** Problem to solve **
Write the data out again exactly, dropping any images it holds.

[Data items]
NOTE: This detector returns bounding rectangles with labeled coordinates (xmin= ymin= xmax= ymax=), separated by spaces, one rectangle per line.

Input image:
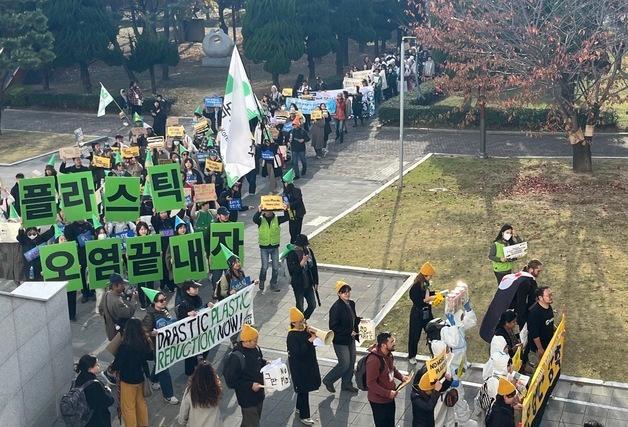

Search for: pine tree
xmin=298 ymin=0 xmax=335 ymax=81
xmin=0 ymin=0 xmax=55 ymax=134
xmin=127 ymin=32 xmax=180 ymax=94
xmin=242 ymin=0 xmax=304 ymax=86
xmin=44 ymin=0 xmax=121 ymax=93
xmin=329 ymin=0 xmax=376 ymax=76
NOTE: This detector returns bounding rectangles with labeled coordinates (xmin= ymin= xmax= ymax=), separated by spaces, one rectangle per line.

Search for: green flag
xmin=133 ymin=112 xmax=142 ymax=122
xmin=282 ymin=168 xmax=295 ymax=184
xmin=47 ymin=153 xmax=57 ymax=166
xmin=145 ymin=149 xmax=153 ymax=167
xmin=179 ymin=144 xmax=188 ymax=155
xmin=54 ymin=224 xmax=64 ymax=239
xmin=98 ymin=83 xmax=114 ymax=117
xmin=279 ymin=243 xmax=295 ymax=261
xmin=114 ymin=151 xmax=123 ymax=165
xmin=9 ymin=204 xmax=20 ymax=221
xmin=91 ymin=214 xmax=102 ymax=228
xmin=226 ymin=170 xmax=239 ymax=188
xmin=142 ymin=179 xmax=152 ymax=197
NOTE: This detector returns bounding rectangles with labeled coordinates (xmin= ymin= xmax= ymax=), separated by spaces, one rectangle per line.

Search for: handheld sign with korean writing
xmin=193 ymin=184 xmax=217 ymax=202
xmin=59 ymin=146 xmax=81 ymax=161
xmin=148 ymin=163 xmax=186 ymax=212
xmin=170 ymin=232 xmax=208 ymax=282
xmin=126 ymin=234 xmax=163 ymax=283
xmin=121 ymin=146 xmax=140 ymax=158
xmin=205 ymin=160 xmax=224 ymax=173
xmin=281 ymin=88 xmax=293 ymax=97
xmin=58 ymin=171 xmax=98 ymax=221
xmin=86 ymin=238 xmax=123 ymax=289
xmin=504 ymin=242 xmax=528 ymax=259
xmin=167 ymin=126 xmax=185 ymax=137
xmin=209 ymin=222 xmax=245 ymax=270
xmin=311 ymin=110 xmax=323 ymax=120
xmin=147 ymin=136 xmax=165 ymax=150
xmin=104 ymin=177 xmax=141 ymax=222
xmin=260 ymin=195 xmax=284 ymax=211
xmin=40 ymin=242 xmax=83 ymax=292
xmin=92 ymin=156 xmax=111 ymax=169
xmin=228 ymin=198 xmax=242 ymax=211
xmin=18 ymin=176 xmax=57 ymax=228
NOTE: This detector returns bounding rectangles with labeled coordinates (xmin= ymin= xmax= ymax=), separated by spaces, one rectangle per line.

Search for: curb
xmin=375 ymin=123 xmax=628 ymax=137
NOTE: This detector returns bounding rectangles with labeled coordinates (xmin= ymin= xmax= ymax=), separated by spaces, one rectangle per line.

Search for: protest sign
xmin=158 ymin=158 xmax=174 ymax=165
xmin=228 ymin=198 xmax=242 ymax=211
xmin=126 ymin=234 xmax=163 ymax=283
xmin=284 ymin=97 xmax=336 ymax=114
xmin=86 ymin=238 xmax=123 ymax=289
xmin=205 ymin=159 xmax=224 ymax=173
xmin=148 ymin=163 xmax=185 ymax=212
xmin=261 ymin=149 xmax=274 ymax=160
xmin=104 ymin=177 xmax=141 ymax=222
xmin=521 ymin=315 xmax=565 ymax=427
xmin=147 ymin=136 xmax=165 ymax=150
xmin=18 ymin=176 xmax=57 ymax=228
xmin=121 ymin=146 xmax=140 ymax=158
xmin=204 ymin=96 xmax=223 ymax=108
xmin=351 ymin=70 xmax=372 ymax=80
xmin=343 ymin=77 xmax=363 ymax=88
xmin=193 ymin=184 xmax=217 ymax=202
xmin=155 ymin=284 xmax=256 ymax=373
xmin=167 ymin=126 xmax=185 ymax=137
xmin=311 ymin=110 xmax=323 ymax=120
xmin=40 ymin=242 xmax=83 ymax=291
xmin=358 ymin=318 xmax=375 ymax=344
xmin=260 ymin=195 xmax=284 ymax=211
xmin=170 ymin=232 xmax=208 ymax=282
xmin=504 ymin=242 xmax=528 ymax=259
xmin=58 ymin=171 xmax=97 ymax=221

** Task output **
NOTE: This detector returns bounding rectangles with labeled coordinates (xmin= ymin= xmax= ymax=), separated by spaces, one rectangle per line.

Input image:

Search for: pine tree
xmin=298 ymin=0 xmax=335 ymax=81
xmin=0 ymin=0 xmax=55 ymax=134
xmin=127 ymin=32 xmax=180 ymax=94
xmin=242 ymin=0 xmax=304 ymax=86
xmin=44 ymin=0 xmax=121 ymax=93
xmin=329 ymin=0 xmax=376 ymax=76
NOTE: This detector returns bounding rectangles with labeled coordinates (xmin= ymin= xmax= ymax=), separated by spaces, one rectangle per line.

Search for: green flag
xmin=133 ymin=112 xmax=142 ymax=122
xmin=282 ymin=168 xmax=295 ymax=184
xmin=47 ymin=153 xmax=57 ymax=166
xmin=145 ymin=149 xmax=153 ymax=167
xmin=179 ymin=144 xmax=188 ymax=155
xmin=54 ymin=224 xmax=64 ymax=239
xmin=98 ymin=83 xmax=114 ymax=117
xmin=279 ymin=243 xmax=295 ymax=261
xmin=114 ymin=151 xmax=123 ymax=165
xmin=9 ymin=204 xmax=20 ymax=221
xmin=91 ymin=214 xmax=102 ymax=228
xmin=226 ymin=170 xmax=239 ymax=188
xmin=142 ymin=179 xmax=152 ymax=197
NOTE: This detector returns bounding rectangles with labeled coordinates (xmin= ymin= xmax= ymax=), separated by spaces, one rectangle per line.

Search for: handheld sign with korean writing
xmin=193 ymin=184 xmax=217 ymax=202
xmin=59 ymin=146 xmax=81 ymax=161
xmin=148 ymin=163 xmax=186 ymax=212
xmin=170 ymin=232 xmax=208 ymax=282
xmin=126 ymin=234 xmax=163 ymax=283
xmin=121 ymin=146 xmax=140 ymax=158
xmin=205 ymin=160 xmax=224 ymax=173
xmin=281 ymin=88 xmax=293 ymax=97
xmin=58 ymin=171 xmax=98 ymax=221
xmin=86 ymin=238 xmax=123 ymax=289
xmin=504 ymin=242 xmax=528 ymax=259
xmin=167 ymin=126 xmax=185 ymax=137
xmin=209 ymin=222 xmax=245 ymax=270
xmin=311 ymin=110 xmax=323 ymax=120
xmin=147 ymin=136 xmax=165 ymax=150
xmin=104 ymin=177 xmax=141 ymax=222
xmin=260 ymin=195 xmax=284 ymax=211
xmin=40 ymin=242 xmax=83 ymax=292
xmin=92 ymin=156 xmax=111 ymax=169
xmin=228 ymin=198 xmax=242 ymax=211
xmin=18 ymin=176 xmax=57 ymax=228
NOTE: This detector returns bounding rectangles with labeled coordinates (xmin= ymin= xmax= ymax=), separated by spaces, one rectangle per line.

Search for: curb
xmin=375 ymin=123 xmax=628 ymax=137
NOTE: This detector returns bounding rectangles with labeled coordinates (xmin= ymin= xmax= ymax=), separated by spaces, one rectangle per line.

Search for: protest sign
xmin=158 ymin=158 xmax=174 ymax=165
xmin=228 ymin=198 xmax=242 ymax=211
xmin=126 ymin=234 xmax=163 ymax=283
xmin=284 ymin=97 xmax=336 ymax=114
xmin=86 ymin=238 xmax=123 ymax=289
xmin=205 ymin=159 xmax=224 ymax=173
xmin=148 ymin=163 xmax=185 ymax=212
xmin=261 ymin=149 xmax=274 ymax=160
xmin=104 ymin=177 xmax=141 ymax=222
xmin=521 ymin=315 xmax=565 ymax=427
xmin=147 ymin=136 xmax=165 ymax=150
xmin=18 ymin=176 xmax=57 ymax=228
xmin=121 ymin=146 xmax=140 ymax=158
xmin=204 ymin=96 xmax=223 ymax=108
xmin=351 ymin=70 xmax=372 ymax=80
xmin=343 ymin=77 xmax=363 ymax=88
xmin=193 ymin=184 xmax=217 ymax=202
xmin=155 ymin=284 xmax=256 ymax=373
xmin=167 ymin=126 xmax=185 ymax=137
xmin=311 ymin=110 xmax=323 ymax=120
xmin=40 ymin=242 xmax=83 ymax=291
xmin=358 ymin=318 xmax=375 ymax=344
xmin=260 ymin=195 xmax=284 ymax=211
xmin=170 ymin=232 xmax=208 ymax=282
xmin=504 ymin=242 xmax=528 ymax=259
xmin=58 ymin=171 xmax=97 ymax=221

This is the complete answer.